### GOAL OF THE EXERCISE
Quote every line below exactly as it reads.

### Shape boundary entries

....................

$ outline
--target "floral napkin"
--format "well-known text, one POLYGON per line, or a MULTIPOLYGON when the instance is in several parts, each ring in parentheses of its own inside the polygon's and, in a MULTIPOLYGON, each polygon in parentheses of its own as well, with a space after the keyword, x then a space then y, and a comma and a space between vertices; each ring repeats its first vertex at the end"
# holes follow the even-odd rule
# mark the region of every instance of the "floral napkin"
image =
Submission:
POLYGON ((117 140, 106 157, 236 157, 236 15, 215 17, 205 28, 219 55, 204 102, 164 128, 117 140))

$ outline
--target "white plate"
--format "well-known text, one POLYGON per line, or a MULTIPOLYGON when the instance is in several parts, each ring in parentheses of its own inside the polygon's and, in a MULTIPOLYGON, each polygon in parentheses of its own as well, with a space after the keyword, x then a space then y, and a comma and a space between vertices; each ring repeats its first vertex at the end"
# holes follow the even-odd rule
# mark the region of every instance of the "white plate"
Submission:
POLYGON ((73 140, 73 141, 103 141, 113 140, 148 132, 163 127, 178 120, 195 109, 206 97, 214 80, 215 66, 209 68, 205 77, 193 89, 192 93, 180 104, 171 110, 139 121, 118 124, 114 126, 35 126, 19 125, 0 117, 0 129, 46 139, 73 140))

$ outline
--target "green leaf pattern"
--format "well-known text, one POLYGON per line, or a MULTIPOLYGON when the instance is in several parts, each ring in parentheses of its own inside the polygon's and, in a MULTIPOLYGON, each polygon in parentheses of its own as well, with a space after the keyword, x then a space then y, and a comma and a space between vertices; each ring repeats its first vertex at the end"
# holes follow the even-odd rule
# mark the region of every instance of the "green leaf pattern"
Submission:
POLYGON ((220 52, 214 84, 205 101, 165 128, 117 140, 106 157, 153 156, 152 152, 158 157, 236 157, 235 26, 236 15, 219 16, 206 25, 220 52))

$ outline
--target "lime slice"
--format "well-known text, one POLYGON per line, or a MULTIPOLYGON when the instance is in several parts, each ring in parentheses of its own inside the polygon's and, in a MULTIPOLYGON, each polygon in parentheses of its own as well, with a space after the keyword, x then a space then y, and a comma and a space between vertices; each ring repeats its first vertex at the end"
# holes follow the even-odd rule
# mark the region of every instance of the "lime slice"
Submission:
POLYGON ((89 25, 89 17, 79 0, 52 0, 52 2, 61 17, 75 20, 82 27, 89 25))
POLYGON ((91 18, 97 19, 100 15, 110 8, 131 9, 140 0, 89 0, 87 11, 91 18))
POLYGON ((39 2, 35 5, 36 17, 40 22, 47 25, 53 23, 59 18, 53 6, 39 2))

....................

### SOLVED EXERCISE
$ outline
--target "floral napkin"
--format "well-known text, one POLYGON per line, or a MULTIPOLYGON when the instance is in several parts, each ring in parentheses of its own inside the polygon's and, in a MULTIPOLYGON, each polygon in parentheses of its own as well, with a space after the keyword, x then a space then y, and a comma and a space between vertices; each ring repeats its first vertex at the end"
# holes follow the even-odd rule
# mark the region of every instance of the "floral napkin"
image =
Submission:
POLYGON ((117 140, 106 157, 236 157, 236 15, 215 17, 205 28, 219 55, 204 102, 164 128, 117 140))

$ outline
--target "white plate"
--format "well-known text, one POLYGON per line, or a MULTIPOLYGON when the instance is in several parts, each ring in parentheses of its own inside the polygon's and, in a MULTIPOLYGON, each polygon in parentheses of its own as well, with a space after the keyword, x then a space then y, and a comma and a space between vertices; each ring repeats its first vertex at the end"
# holes follow the even-odd rule
# mark the region of every instance of the "white plate"
Submission:
POLYGON ((73 140, 73 141, 103 141, 113 140, 148 132, 163 127, 178 120, 195 109, 206 97, 214 80, 215 66, 209 68, 205 77, 193 89, 192 93, 180 104, 171 110, 139 121, 118 124, 114 126, 35 126, 19 125, 0 117, 0 129, 46 139, 73 140))

$ outline
--target "green leaf pattern"
--format "well-known text, one POLYGON per line, or a MULTIPOLYGON when the instance is in several parts, each ring in parentheses of its own inside the polygon's and, in a MULTIPOLYGON, each polygon in parentheses of its own as well, with a space after the keyword, x then a space then y, and a comma and a space between vertices; each ring repeats its first vertex at the end"
# holes follow the even-odd rule
# mark the region of every instance of the "green leaf pattern"
Submission:
POLYGON ((220 52, 214 84, 205 101, 165 128, 117 140, 106 157, 153 156, 152 152, 158 157, 236 157, 235 26, 236 15, 219 16, 206 25, 220 52))

$ outline
--target "lime slice"
--format "well-known text, one POLYGON per line, or a MULTIPOLYGON when the instance is in several parts, each ring in parentheses of its own inside the polygon's and, in a MULTIPOLYGON, each polygon in parentheses of its own as well, with a space after the keyword, x then a space then y, and a comma and a space between vertices; each ring repeats its first vertex at the end"
# holes follow the even-odd rule
# mark the region of every instance of the "lime slice"
Submission:
POLYGON ((89 25, 89 17, 79 0, 52 0, 52 2, 61 17, 75 20, 82 27, 89 25))
POLYGON ((91 18, 97 19, 100 15, 110 8, 131 9, 140 0, 89 0, 87 11, 91 18))
POLYGON ((39 2, 35 5, 36 17, 40 22, 47 25, 53 23, 59 18, 53 6, 39 2))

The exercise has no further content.